> [TEXT BLOCK]
______________________________

[mpich-discuss] Increasing MPI ranks

Jed Brown jed at jedbrown.org
Wed Mar 12 18:52:43 CDT 2014


Jeffrey Larson <jmlarson at anl.gov> writes:

> I am not calling the cpi.py script directly. The master is spawning those
> processes. So I call
>
> $ mpiexec -n 30 python master.py
>
> Then each of the 30 ranks should spawn a cpi.py process. But with the
> attached master.py and cpi.py (directly from the mpi4py tutorial), you can
> see the errors I get:
>
> [jlarson at mintthinkpad tutorial_example]$ mpiexec -n 30 python master.py
> [mpiexec at mintthinkpad] control_cb (pm/pmiserv/pmiserv_cb.c:200): assert
> (!closed) failed
> [mpiexec at mintthinkpad] HYDT_dmxu_poll_wait_for_event
> (tools/demux/demux_poll.c:76): callback returned error status
> [mpiexec at mintthinkpad] HYD_pmci_wait_for_completion
> (pm/pmiserv/pmiserv_pmci.c:198): error waiting for event
> [mpiexec at mintthinkpad] main (ui/mpich/mpiexec.c:336): process manager error
> waiting for completion
>
> As was previously stated, this appears to be an mpi4py problem and not a
> mpich question.

______________________________

> [PROBLEMS]
1. List every source file path that appears in the error output quoted in the mailing-list post about increasing MPI ranks.
2. Resume the mailing-list post about increasing MPI ranks, starting after its last sentence.

______________________________

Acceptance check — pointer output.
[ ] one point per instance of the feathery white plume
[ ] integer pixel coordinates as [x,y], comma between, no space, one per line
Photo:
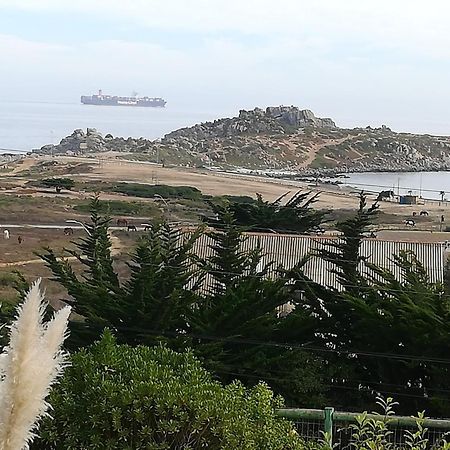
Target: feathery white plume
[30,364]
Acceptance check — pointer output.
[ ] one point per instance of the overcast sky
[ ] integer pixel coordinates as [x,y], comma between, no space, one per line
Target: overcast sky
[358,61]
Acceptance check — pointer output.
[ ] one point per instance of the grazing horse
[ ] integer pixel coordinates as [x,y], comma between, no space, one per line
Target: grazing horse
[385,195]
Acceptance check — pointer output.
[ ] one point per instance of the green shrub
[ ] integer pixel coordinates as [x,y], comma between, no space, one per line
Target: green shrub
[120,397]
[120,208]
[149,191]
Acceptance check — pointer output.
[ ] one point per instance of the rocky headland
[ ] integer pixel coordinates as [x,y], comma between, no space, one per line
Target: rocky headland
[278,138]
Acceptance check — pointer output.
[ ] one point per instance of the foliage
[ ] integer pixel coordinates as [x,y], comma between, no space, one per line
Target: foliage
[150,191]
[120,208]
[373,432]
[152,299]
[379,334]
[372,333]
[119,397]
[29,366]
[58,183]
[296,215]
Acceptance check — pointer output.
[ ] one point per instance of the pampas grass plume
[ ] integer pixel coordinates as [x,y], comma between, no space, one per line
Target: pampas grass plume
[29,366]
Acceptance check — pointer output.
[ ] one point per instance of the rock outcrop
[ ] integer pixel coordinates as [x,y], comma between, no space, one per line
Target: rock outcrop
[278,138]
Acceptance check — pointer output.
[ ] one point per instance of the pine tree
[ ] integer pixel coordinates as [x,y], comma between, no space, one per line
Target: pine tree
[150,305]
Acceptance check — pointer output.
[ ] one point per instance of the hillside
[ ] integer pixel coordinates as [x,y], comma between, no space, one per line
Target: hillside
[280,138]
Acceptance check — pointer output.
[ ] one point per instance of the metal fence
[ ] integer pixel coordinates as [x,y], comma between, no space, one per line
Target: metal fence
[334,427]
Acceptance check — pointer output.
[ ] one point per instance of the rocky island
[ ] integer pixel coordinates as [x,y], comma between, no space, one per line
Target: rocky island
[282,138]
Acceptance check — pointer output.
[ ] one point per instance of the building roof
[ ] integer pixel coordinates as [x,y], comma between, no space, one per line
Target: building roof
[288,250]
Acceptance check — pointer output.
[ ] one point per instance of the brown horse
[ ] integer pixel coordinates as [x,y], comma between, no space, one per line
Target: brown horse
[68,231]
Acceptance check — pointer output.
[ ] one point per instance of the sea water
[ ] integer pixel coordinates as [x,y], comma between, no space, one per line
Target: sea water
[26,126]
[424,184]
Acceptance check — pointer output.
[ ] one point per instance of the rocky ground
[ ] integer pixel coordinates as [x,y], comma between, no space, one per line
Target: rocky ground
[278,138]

______________________________

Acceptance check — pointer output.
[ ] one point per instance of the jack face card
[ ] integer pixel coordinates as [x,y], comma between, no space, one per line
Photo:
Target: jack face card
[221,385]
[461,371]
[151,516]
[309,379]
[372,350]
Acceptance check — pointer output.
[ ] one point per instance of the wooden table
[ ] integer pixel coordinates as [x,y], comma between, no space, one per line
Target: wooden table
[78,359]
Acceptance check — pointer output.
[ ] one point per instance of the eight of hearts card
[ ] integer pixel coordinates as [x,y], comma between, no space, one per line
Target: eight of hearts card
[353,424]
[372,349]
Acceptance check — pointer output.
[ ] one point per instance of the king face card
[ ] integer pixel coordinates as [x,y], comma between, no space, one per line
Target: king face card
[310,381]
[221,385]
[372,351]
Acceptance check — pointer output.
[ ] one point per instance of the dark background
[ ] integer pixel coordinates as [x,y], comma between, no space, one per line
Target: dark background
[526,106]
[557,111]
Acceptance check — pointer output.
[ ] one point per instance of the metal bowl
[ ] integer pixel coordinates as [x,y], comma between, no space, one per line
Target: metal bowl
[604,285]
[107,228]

______________________________

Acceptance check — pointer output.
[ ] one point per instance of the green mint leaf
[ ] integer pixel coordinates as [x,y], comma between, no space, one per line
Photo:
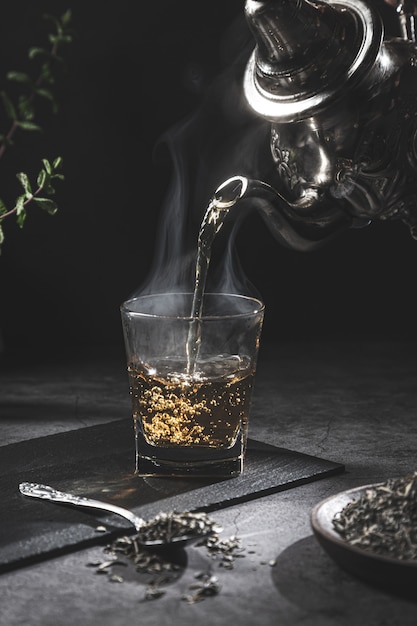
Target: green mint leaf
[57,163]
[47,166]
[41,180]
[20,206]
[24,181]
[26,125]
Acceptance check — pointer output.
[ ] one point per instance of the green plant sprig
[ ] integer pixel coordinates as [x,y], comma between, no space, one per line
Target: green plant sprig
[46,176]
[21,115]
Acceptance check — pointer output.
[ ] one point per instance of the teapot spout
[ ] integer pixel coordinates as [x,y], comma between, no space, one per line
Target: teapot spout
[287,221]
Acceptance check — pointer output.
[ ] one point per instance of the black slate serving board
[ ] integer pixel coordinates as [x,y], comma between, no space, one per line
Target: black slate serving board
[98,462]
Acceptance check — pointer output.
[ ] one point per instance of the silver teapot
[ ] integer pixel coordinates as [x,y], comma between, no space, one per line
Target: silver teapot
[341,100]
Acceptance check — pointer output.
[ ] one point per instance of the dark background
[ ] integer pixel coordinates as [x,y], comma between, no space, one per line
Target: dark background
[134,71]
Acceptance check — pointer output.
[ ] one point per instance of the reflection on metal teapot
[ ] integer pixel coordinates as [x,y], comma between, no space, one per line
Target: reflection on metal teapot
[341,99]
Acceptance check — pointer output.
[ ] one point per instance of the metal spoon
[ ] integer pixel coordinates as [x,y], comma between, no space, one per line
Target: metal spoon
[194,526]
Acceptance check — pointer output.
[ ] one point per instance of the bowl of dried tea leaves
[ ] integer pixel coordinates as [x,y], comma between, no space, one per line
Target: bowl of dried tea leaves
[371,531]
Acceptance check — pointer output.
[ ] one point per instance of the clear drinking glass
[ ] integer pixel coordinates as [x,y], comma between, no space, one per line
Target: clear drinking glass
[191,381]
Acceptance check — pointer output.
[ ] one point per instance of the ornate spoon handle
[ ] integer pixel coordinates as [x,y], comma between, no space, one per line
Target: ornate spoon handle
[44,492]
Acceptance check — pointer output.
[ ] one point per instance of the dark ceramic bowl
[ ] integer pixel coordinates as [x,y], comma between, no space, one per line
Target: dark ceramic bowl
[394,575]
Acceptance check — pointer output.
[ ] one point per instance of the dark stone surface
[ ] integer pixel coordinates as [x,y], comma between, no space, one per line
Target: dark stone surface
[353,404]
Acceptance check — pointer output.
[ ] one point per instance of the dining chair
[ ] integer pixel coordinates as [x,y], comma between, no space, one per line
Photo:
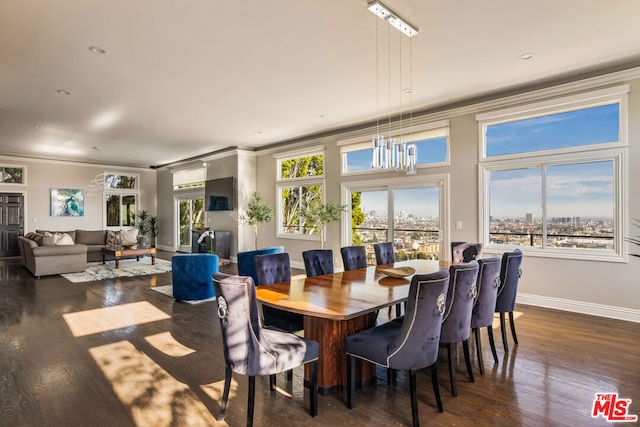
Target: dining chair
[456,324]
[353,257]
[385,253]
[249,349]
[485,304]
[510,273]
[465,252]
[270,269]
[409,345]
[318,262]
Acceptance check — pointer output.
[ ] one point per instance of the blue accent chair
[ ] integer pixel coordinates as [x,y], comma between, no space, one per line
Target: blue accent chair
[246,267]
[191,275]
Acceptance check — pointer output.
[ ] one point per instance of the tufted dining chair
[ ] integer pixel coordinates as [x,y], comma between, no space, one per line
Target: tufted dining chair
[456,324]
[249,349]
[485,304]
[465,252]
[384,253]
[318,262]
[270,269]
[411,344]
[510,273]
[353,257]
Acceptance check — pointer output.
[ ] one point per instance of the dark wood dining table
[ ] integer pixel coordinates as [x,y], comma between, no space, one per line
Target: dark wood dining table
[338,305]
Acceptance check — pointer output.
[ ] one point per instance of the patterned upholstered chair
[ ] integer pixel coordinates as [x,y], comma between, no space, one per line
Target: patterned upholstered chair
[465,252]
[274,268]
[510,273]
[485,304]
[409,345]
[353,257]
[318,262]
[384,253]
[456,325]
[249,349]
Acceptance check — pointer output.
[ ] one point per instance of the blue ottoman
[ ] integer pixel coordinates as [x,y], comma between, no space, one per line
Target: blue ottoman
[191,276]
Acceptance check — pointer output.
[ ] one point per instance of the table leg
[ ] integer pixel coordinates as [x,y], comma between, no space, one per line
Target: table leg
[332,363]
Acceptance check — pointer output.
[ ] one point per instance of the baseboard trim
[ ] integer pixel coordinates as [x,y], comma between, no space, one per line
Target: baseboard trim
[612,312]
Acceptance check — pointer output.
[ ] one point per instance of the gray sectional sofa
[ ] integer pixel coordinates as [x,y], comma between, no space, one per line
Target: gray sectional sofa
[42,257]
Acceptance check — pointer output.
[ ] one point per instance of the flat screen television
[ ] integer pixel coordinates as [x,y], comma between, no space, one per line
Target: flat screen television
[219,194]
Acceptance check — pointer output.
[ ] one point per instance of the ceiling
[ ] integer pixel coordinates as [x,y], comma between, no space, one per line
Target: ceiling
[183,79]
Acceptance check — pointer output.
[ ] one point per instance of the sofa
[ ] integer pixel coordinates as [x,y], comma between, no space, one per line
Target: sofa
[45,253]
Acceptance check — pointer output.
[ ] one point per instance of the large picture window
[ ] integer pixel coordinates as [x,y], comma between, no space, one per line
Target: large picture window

______________________________

> [TASK RESPONSES]
1.
pm/pmiserv/pmiserv_cb.c
tools/demux/demux_poll.c
pm/pmiserv/pmiserv_pmci.c
ui/mpich/mpiexec.c

2.
The problem seems to be related to passing arguments.  This works for
me:

diff --git a/master.py b/master.py
index 620c484..e103356 100755
--- a/master.py
+++ b/master.py
@@ -3,7 +3,7 @@ from mpi4py import MPI
 import numpy
 import sys
 
-comm = MPI.COMM_SELF.Spawn(sys.executable, args=['cpi.py'], maxprocs=5)
+comm = MPI.COMM_SELF.Spawn('./cpi.py', None, maxprocs=5)
 
 N = numpy.array(100, 'i')
 comm.Bcast([N, MPI.INT], root=MPI.ROOT)


The original also works fine with Open MPI.  I managed to reproduce with
pure C and MPICH.

diff --git i/demo/spawning/cpi-master.c w/demo/spawning/cpi-master.c
index 7bff4e3..6f8715b 100644
--- i/demo/spawning/cpi-master.c
+++ w/demo/spawning/cpi-master.c
@@ -6,6 +6,7 @@
 int main(int argc, char *argv[])
 {
   char cmd[32] = "cpi-worker-c.exe";
+  char *wargs[] = {"a",NULL};
   MPI_Comm worker;
   int n;
   double pi;
@@ -15,7 +16,7 @@ int main(int argc, char *argv[])
   if (argc > 1) strcpy(cmd, argv[1]);
   printf("%s -> %s\n", argv[0], cmd);
 
-  MPI_Comm_spawn(cmd, MPI_ARGV_NULL, 5,
+  MPI_Comm_spawn(cmd, wargs, 5,
                  MPI_INFO_NULL, 0,
                  MPI_COMM_SELF, &worker,
                  MPI_ERRCODES_IGNORE);


The attached includes a sleep(1) in the client to make the crash more
reproducible.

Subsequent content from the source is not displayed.